> _Description of the task_: Transcribe the listing that follows in full, omitting pictures.

> _Material for the task_:
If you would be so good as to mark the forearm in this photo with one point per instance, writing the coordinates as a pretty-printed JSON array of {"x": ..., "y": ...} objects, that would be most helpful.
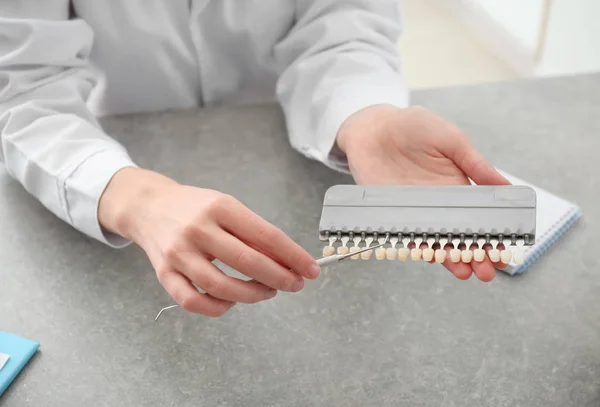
[
  {"x": 340, "y": 58},
  {"x": 121, "y": 209},
  {"x": 50, "y": 141}
]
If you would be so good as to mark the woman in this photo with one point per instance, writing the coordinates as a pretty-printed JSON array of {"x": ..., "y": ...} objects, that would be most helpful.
[{"x": 331, "y": 64}]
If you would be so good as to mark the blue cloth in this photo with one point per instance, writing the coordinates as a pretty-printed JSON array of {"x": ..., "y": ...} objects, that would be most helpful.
[{"x": 20, "y": 351}]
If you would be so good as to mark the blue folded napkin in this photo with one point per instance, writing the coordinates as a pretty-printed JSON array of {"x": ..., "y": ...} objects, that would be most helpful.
[{"x": 15, "y": 353}]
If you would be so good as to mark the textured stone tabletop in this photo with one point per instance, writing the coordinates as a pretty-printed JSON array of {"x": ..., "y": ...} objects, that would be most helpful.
[{"x": 382, "y": 334}]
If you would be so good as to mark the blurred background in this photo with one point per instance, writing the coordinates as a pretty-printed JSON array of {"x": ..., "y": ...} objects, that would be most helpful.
[{"x": 453, "y": 42}]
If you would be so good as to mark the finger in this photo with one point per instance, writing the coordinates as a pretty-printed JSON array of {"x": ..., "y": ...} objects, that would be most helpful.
[
  {"x": 216, "y": 283},
  {"x": 462, "y": 271},
  {"x": 231, "y": 251},
  {"x": 189, "y": 298},
  {"x": 484, "y": 270},
  {"x": 474, "y": 165},
  {"x": 257, "y": 232},
  {"x": 497, "y": 264}
]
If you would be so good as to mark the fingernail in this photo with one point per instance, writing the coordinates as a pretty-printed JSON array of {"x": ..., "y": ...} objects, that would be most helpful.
[
  {"x": 298, "y": 285},
  {"x": 314, "y": 271}
]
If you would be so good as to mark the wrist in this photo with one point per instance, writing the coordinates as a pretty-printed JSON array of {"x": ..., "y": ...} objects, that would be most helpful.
[
  {"x": 121, "y": 206},
  {"x": 361, "y": 125}
]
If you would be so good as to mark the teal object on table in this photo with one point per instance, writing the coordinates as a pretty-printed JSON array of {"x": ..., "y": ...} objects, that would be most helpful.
[{"x": 15, "y": 353}]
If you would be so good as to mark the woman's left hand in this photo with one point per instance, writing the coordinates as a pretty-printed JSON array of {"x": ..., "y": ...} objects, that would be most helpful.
[{"x": 412, "y": 146}]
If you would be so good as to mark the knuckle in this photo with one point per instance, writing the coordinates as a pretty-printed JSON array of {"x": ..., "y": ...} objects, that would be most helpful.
[
  {"x": 188, "y": 303},
  {"x": 219, "y": 205},
  {"x": 217, "y": 310},
  {"x": 171, "y": 253},
  {"x": 284, "y": 282},
  {"x": 245, "y": 260},
  {"x": 161, "y": 272},
  {"x": 213, "y": 286},
  {"x": 267, "y": 235}
]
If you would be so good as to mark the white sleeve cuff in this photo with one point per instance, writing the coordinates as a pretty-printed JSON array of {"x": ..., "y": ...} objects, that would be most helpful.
[
  {"x": 344, "y": 104},
  {"x": 83, "y": 189}
]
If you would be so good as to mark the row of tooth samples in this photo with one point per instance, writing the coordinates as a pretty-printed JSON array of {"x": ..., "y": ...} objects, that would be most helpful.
[{"x": 399, "y": 249}]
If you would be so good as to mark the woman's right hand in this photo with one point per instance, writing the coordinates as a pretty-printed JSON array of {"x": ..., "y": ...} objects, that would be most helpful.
[{"x": 183, "y": 229}]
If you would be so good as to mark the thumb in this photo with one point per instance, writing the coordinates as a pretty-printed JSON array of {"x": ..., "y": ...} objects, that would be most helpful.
[{"x": 475, "y": 166}]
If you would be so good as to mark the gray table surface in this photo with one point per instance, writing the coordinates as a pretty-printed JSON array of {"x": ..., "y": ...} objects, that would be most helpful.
[{"x": 378, "y": 335}]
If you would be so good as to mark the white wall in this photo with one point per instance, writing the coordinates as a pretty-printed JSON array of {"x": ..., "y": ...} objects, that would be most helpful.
[
  {"x": 573, "y": 38},
  {"x": 522, "y": 18}
]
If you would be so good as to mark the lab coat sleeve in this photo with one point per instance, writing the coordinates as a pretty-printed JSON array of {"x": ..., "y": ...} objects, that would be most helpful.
[
  {"x": 51, "y": 143},
  {"x": 339, "y": 57}
]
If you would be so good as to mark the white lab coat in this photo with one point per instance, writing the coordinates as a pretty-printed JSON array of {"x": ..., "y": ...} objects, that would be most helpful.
[{"x": 63, "y": 63}]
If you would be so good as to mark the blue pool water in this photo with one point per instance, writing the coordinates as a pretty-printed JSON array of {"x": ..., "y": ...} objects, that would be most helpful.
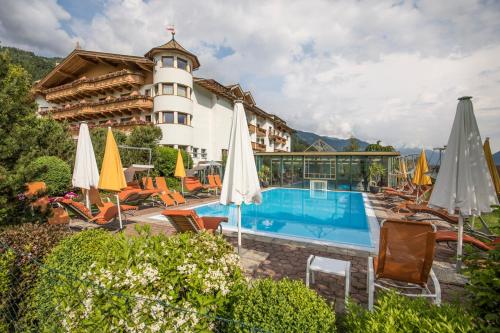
[{"x": 326, "y": 216}]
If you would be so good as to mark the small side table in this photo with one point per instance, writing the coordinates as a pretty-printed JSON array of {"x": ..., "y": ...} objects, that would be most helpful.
[{"x": 329, "y": 266}]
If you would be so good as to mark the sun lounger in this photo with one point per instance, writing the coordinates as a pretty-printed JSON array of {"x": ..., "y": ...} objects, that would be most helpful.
[
  {"x": 452, "y": 236},
  {"x": 406, "y": 253},
  {"x": 193, "y": 187},
  {"x": 218, "y": 181},
  {"x": 189, "y": 221},
  {"x": 107, "y": 210}
]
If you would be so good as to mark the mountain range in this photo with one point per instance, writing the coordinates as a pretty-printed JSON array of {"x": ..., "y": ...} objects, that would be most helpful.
[{"x": 339, "y": 145}]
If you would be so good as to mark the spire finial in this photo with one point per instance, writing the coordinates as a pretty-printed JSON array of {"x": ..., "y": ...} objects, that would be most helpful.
[{"x": 171, "y": 28}]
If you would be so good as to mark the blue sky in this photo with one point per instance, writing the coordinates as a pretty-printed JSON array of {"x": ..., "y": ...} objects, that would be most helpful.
[{"x": 378, "y": 70}]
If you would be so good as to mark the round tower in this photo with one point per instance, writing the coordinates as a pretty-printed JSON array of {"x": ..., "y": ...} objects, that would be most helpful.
[{"x": 173, "y": 89}]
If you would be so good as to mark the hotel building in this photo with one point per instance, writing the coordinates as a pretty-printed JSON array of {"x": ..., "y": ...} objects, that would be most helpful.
[{"x": 159, "y": 89}]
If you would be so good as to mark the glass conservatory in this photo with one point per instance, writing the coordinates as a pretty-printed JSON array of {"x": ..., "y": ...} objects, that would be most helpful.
[{"x": 347, "y": 171}]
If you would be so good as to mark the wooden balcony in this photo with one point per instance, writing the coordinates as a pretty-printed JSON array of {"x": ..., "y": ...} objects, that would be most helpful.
[
  {"x": 110, "y": 107},
  {"x": 103, "y": 84},
  {"x": 277, "y": 138},
  {"x": 257, "y": 130},
  {"x": 258, "y": 147}
]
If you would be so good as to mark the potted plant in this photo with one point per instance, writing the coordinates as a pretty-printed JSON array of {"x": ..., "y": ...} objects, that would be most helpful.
[
  {"x": 264, "y": 174},
  {"x": 376, "y": 170}
]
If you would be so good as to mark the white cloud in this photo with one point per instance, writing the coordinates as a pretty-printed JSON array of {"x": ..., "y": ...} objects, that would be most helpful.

> _Exercise solution_:
If you would be so good as to mark the forearm in this photo with one point per instance, writing the coordinates as a pretty-printed JSON array of {"x": ..., "y": ...} objects, that would be most helpful.
[
  {"x": 340, "y": 58},
  {"x": 121, "y": 209},
  {"x": 50, "y": 141}
]
If you would be so good as to mark the woman in this photo with one point per instance, writing the coordinates as a pretty-printed JSON array of {"x": ..., "y": ...} objects, that would be most helpful.
[{"x": 331, "y": 64}]
If you would be so good as to mark the blue cloth in this photo with one point per instance, writing the coordinates as a pretty-printed JSON array of {"x": ..., "y": ...} objects, that would be most helpful.
[{"x": 20, "y": 351}]
If you would be so good as to mark the blue folded napkin in this photo with one point per instance, writing the coordinates as a pretty-printed JSON array of {"x": ..., "y": ...} objects, that would be most helpful.
[{"x": 15, "y": 353}]
If you would be so good as to mark the textured stone tabletop in this photo with one point per instance, writing the coordinates as a pretty-printed JSON array of {"x": ..., "y": ...} objects, that would be most helpful.
[{"x": 382, "y": 334}]
If you would be so good as to mark the blurred background in this photo with one point per instance, writing the coordinates as a pretty-printed JSON array of {"x": ..., "y": ...} objects, that would be most helpful.
[{"x": 453, "y": 42}]
If you would be so good as to mark the finger in this photo with one point per instance, writing the coordinates as a pretty-printed JSON array of {"x": ..., "y": ...} objects, that would be most helpful.
[
  {"x": 216, "y": 283},
  {"x": 462, "y": 271},
  {"x": 231, "y": 251},
  {"x": 189, "y": 298},
  {"x": 484, "y": 270},
  {"x": 474, "y": 165},
  {"x": 257, "y": 232},
  {"x": 497, "y": 264}
]
If you would be so good as to mark the fingernail in this photo with one point per instance, writing the coordinates as a pretty-printed JSON array of {"x": ..., "y": ...} objects, that would be most helpful.
[
  {"x": 298, "y": 285},
  {"x": 314, "y": 271}
]
If you would be so good as to mark the wrist in this photo with one point per instance, writing the coordinates as a pretty-printed JSON array of {"x": ..., "y": ...} objects, that would be most helpful.
[
  {"x": 121, "y": 206},
  {"x": 361, "y": 125}
]
If you would be so good as to mark the teal object on table in this photo with one point per instance, writing the coordinates as a pretty-printed JSON array of {"x": ..., "y": ...} objects, that would be most helpful.
[{"x": 15, "y": 353}]
If you would be so good as to mark the woman's left hand in this photo with one point per instance, writing the coordinates as a pretty-printed JSON array of {"x": ..., "y": ...} objects, that would be most helpful.
[{"x": 412, "y": 146}]
If you would be so good as to mark the knuckle in this photo with one point per instance, writing the coordinates as a pretty-printed JSON array of {"x": ..., "y": ...} objects, that would be most helpful.
[
  {"x": 188, "y": 303},
  {"x": 219, "y": 205},
  {"x": 217, "y": 310},
  {"x": 171, "y": 253},
  {"x": 284, "y": 282},
  {"x": 245, "y": 260},
  {"x": 161, "y": 272},
  {"x": 213, "y": 286},
  {"x": 267, "y": 235}
]
If you would be so good as to mark the white sleeve cuff in this photo with one point per instance, writing the coordinates as a pretty-printed JSON array of {"x": ..., "y": ...} objects, that would be most helpful.
[
  {"x": 344, "y": 104},
  {"x": 83, "y": 189}
]
If you would be so good as to mark the row of tooth samples in this photo with one point per instance, writing the coordinates as a pretty-printed JSON array of {"x": ..., "y": ...} objects, that would be most helpful.
[{"x": 399, "y": 249}]
If you would be so good as to mark the woman's right hand in this photo with one point per instance, writing the coordinates as a pretty-printed JSON array of {"x": ..., "y": ...} objects, that would be most helpful.
[{"x": 183, "y": 229}]
If you would be so good as to mark the thumb in this photo with one point per instance, writing the coordinates as a pretty-printed JSON array of {"x": ..., "y": ...} objects, that would be most helpful.
[{"x": 475, "y": 166}]
If you would be so good as to mark the gray table surface in this photo with one point per instance, writing the coordinates as a pretty-printed JSON array of {"x": ..., "y": ...} objects, that would be most helpful.
[{"x": 378, "y": 335}]
If you would be so good as to mark the white wall in this photo with one point per instance, writing the coordinates as a pretty-printed JSON array of {"x": ..., "y": ...} objects, that would be most helpful.
[
  {"x": 573, "y": 38},
  {"x": 522, "y": 18}
]
If you would be so good as to mark the lab coat sleeve in this photo with one point per instance, writing the coordinates as a pretty-printed JSON array of {"x": ..., "y": ...} objects, that would be most helpful.
[
  {"x": 51, "y": 143},
  {"x": 339, "y": 57}
]
If you would be so good as to mark the white lab coat in this photo with one point per instance, writing the coordinates as a pretty-printed JSON array of {"x": ..., "y": ...} objects, that would be most helpful.
[{"x": 63, "y": 63}]
If you would be so good as to mark the blue pool water in this photo with one point per instance, writing the coordinates as a pretty-printed JSON array of {"x": ..., "y": ...} objects, that would be most helpful.
[{"x": 326, "y": 216}]
If you would be so good as to mark the small side table in this photo with one point per instance, writing the coordinates as a pretty-printed JSON array of {"x": ..., "y": ...} objects, that would be most helpful.
[{"x": 329, "y": 266}]
If you would be so good as to mark the sun lounger in this photo with one point per instance, writing the coordinates as a pretty-printed JSON array of {"x": ..., "y": ...} objects, that would be most helpful.
[
  {"x": 452, "y": 236},
  {"x": 406, "y": 253},
  {"x": 193, "y": 187},
  {"x": 218, "y": 181},
  {"x": 189, "y": 221},
  {"x": 107, "y": 210}
]
If you would be so good as to mark the mountain range in this photo with one point per instance, writing the coordinates as a pretty-printed JSON array of {"x": ..., "y": ...} objects, that would be most helpful.
[{"x": 339, "y": 145}]
If you would be so good as to mark the spire finial in this photo with one point per instance, writing the coordinates as a pretty-printed JSON array of {"x": ..., "y": ...} objects, that would be most helpful.
[{"x": 171, "y": 28}]
If you would be so good as to mark the blue sky in this photo with one point per instance, writing the coordinates as a pretty-printed JSON array of {"x": ..., "y": ...} objects, that would be most helpful.
[{"x": 378, "y": 70}]
If you would be so good as to mark the round tower in this photo with one point per instance, writing the coordinates as a pretty-printed JSON array of {"x": ..., "y": ...} objects, that would be most helpful.
[{"x": 173, "y": 89}]
If you would be so good as to mark the hotel building in this photo with one point per instance, writing the coordinates as a pretty-printed JSON array of {"x": ..., "y": ...} objects, that would be most helpful.
[{"x": 159, "y": 89}]
If you would be so good as to mark the glass conservatory in this photo with one point per instance, writing the coordinates as a pretty-printed JSON array of {"x": ..., "y": ...} objects, that would be most helpful.
[{"x": 347, "y": 171}]
If you would be so good as to mark the wooden balcony in this photo with one point per instance, writing the coordinates as a pretty-printed JSON array of {"x": ..., "y": ...} objects, that would be most helpful.
[
  {"x": 110, "y": 107},
  {"x": 103, "y": 84},
  {"x": 277, "y": 138},
  {"x": 257, "y": 130},
  {"x": 258, "y": 147}
]
If you would be so good as to mark the potted plant in this photo with one point per instance, writing the coordinates as a pretty-printed JSON array of {"x": ..., "y": ...} objects, that would be most helpful.
[
  {"x": 264, "y": 174},
  {"x": 376, "y": 170}
]
If you would be so good as to mark the white cloud in this photo with one point per instance, writing the coordinates as a pretty-printed JSON array of {"x": ..., "y": ...} objects, that would be most helpful.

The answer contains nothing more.